# Passage start
- Artist: Sylvia Sleigh
- Year: 1974
- Medium: Oil on two canvases
- Dimensions: 182.9 cm × 243.8 cm (72 in × 96 in)
- Location: University of Missouri–St. Louis;

= SoHo 20 Gallery (painting) =

1974 diptych oil painting by Sylvia Sleigh

SOHO 20 Gallery is a diptych painting by the Welsh-born American artist Sylvia Sleigh containing portraits of the collective members of the New York art gallery SOHO 20. It is oil on canvas with each panel measuring 72 × 96 inches. Sleigh also created a group portrait of the A.I.R. Gallery members. Carrie Moyer, writing in The Brooklyn Rail, states that the paintings could be "read today like detailed history paintings that record the birth of the Feminist Art Movement". Andrew Hottle notes that "Sleigh borrowed and redefined a format most recognizably used by seventeenth-century Dutch artists, such as Frans Hals and Rembrandt, for portraits of militia groups, regents, and observers of anatomy lessons."
# Passage end
→ Written tasks
1) In two sentences, summarize the passage on the SoHo 20 Gallery painting.
2) According to the passage on the SoHo 20 Gallery painting, the members of which other gallery did Sleigh also depict in a group portrait?
# Items start
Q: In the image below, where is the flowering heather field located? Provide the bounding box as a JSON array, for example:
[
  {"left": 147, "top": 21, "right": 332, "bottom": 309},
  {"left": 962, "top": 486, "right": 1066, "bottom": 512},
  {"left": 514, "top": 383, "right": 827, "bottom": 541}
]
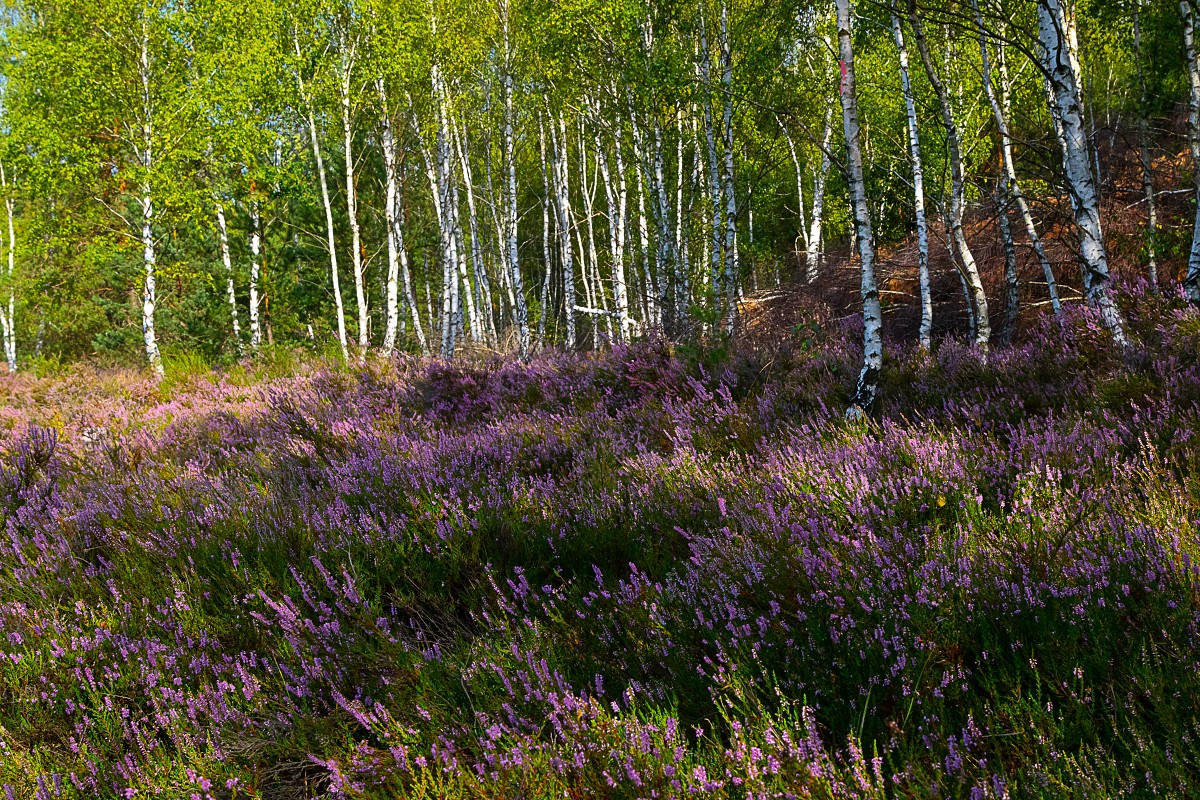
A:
[{"left": 0, "top": 297, "right": 1200, "bottom": 798}]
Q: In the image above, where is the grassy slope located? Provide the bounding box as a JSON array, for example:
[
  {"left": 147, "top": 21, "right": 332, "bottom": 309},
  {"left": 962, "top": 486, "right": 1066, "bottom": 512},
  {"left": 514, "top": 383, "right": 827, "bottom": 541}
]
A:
[{"left": 0, "top": 291, "right": 1200, "bottom": 798}]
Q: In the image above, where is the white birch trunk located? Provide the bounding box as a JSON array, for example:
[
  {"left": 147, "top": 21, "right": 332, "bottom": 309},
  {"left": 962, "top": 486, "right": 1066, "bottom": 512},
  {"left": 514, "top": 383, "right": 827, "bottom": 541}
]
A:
[
  {"left": 0, "top": 162, "right": 17, "bottom": 372},
  {"left": 292, "top": 38, "right": 350, "bottom": 359},
  {"left": 216, "top": 200, "right": 242, "bottom": 355},
  {"left": 1038, "top": 0, "right": 1129, "bottom": 345},
  {"left": 504, "top": 7, "right": 530, "bottom": 361},
  {"left": 1180, "top": 0, "right": 1200, "bottom": 305},
  {"left": 804, "top": 106, "right": 833, "bottom": 283},
  {"left": 338, "top": 60, "right": 371, "bottom": 351},
  {"left": 250, "top": 200, "right": 263, "bottom": 353},
  {"left": 721, "top": 0, "right": 740, "bottom": 333},
  {"left": 775, "top": 116, "right": 809, "bottom": 257},
  {"left": 1133, "top": 0, "right": 1156, "bottom": 294},
  {"left": 892, "top": 13, "right": 934, "bottom": 350},
  {"left": 838, "top": 0, "right": 883, "bottom": 419},
  {"left": 971, "top": 7, "right": 1062, "bottom": 315},
  {"left": 911, "top": 10, "right": 991, "bottom": 353},
  {"left": 596, "top": 126, "right": 630, "bottom": 343},
  {"left": 138, "top": 19, "right": 164, "bottom": 375},
  {"left": 550, "top": 116, "right": 577, "bottom": 350},
  {"left": 454, "top": 123, "right": 497, "bottom": 344},
  {"left": 376, "top": 78, "right": 403, "bottom": 355}
]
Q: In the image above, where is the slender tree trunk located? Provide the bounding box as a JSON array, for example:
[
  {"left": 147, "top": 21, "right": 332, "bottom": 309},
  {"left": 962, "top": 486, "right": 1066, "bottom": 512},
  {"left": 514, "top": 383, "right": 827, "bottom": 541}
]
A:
[
  {"left": 596, "top": 126, "right": 630, "bottom": 343},
  {"left": 216, "top": 200, "right": 242, "bottom": 355},
  {"left": 721, "top": 0, "right": 742, "bottom": 333},
  {"left": 250, "top": 200, "right": 263, "bottom": 353},
  {"left": 293, "top": 38, "right": 350, "bottom": 359},
  {"left": 892, "top": 13, "right": 934, "bottom": 350},
  {"left": 0, "top": 162, "right": 17, "bottom": 372},
  {"left": 775, "top": 118, "right": 809, "bottom": 258},
  {"left": 971, "top": 0, "right": 1062, "bottom": 314},
  {"left": 338, "top": 60, "right": 371, "bottom": 351},
  {"left": 376, "top": 78, "right": 430, "bottom": 355},
  {"left": 138, "top": 19, "right": 163, "bottom": 375},
  {"left": 504, "top": 8, "right": 529, "bottom": 360},
  {"left": 1038, "top": 0, "right": 1129, "bottom": 345},
  {"left": 1133, "top": 0, "right": 1156, "bottom": 294},
  {"left": 996, "top": 172, "right": 1021, "bottom": 344},
  {"left": 550, "top": 116, "right": 576, "bottom": 350},
  {"left": 700, "top": 4, "right": 725, "bottom": 317},
  {"left": 454, "top": 128, "right": 497, "bottom": 344},
  {"left": 1180, "top": 0, "right": 1200, "bottom": 305},
  {"left": 804, "top": 106, "right": 833, "bottom": 283},
  {"left": 908, "top": 0, "right": 991, "bottom": 353},
  {"left": 838, "top": 0, "right": 883, "bottom": 417},
  {"left": 538, "top": 119, "right": 553, "bottom": 349},
  {"left": 376, "top": 78, "right": 403, "bottom": 355}
]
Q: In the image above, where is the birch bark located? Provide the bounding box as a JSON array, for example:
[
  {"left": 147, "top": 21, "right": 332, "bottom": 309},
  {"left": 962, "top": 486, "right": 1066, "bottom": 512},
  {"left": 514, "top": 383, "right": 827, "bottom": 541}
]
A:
[
  {"left": 1180, "top": 0, "right": 1200, "bottom": 305},
  {"left": 908, "top": 0, "right": 991, "bottom": 353},
  {"left": 836, "top": 0, "right": 883, "bottom": 419},
  {"left": 1038, "top": 0, "right": 1129, "bottom": 345},
  {"left": 892, "top": 13, "right": 934, "bottom": 350}
]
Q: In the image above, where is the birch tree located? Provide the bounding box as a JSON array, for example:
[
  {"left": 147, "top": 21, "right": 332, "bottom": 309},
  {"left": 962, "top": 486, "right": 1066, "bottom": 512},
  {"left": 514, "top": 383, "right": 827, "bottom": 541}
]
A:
# Items end
→ Task-by-task results
1) SOHO 20 Gallery is a 1974 oil diptych by the Welsh-born American artist Sylvia Sleigh that portrays the collective members of the New York art gallery SOHO 20, with each panel measuring 72 × 96 inches. Carrie Moyer says such paintings read like detailed history paintings recording the birth of the Feminist Art Movement, and Andrew Hottle notes that Sleigh redefined a group-portrait format used by seventeenth-century Dutch artists such as Frans Hals and Rembrandt.

2) The A.I.R. Gallery.